→ **Task statement**
Can you lay out everything from the line containing "white fabric backdrop" down to the last of the items as a Markdown table with the columns No. and Line, one row per line numbered in order, with blank lines left out?

(Items in a dataset)
□ □ □ □
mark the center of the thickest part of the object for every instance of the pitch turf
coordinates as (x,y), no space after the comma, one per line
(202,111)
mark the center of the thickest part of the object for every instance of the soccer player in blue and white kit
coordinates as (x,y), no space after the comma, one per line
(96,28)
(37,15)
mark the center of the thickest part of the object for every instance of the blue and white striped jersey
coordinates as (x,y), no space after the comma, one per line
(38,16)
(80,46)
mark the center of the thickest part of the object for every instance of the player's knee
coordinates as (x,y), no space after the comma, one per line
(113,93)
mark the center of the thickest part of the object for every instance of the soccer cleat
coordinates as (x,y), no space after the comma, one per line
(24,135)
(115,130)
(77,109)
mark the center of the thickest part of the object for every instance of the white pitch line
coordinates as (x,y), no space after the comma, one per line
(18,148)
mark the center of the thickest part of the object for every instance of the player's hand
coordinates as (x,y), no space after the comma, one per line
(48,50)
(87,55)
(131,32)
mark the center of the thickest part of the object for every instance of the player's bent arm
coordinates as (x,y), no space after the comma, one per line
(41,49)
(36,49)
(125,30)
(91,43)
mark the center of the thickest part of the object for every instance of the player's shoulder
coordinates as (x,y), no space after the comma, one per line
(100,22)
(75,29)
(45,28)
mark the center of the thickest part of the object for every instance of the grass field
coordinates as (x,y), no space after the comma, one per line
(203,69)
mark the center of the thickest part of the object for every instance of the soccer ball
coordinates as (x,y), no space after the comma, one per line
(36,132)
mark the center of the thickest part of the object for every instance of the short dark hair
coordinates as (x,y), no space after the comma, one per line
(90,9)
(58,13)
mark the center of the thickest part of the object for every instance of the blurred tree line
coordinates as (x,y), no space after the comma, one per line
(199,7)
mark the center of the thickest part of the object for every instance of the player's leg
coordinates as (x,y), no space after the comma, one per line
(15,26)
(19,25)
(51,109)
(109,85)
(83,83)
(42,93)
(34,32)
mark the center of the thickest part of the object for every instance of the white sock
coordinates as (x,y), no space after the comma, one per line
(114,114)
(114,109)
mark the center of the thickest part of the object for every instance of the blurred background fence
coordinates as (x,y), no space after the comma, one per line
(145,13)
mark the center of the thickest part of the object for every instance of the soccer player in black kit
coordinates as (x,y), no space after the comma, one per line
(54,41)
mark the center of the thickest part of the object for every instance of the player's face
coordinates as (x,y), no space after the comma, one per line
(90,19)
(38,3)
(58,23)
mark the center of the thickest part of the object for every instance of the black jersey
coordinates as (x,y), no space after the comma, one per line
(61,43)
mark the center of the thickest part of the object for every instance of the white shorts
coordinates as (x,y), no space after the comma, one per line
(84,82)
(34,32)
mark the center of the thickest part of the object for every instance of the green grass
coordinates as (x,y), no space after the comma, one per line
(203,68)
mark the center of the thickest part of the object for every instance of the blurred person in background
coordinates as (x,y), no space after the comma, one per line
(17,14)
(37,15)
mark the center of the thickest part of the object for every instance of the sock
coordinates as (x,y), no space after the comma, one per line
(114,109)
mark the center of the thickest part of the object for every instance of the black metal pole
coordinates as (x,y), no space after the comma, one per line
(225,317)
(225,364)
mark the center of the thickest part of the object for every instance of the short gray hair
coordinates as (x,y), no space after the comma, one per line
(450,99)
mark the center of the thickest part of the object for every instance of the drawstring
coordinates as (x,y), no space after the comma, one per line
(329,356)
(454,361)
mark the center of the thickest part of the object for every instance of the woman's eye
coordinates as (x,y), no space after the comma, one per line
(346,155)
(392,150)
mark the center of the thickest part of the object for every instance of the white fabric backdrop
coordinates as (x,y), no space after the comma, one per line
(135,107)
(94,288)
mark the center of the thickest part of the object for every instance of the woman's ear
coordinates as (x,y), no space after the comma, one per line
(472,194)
□ □ □ □
→ **Exercise result**
| No. | Line |
|---|---|
| 1 | mark the center of the thickest part of the object for every instance of the white fabric backdrop |
| 2 | coordinates as (x,y), no space after the comma, one per line |
| 3 | (135,107) |
| 4 | (94,288) |
| 5 | mark the center of the thickest part of the object for every instance of the woman's ear |
| 6 | coordinates as (x,y), no space after the comma, one per line |
| 7 | (472,194) |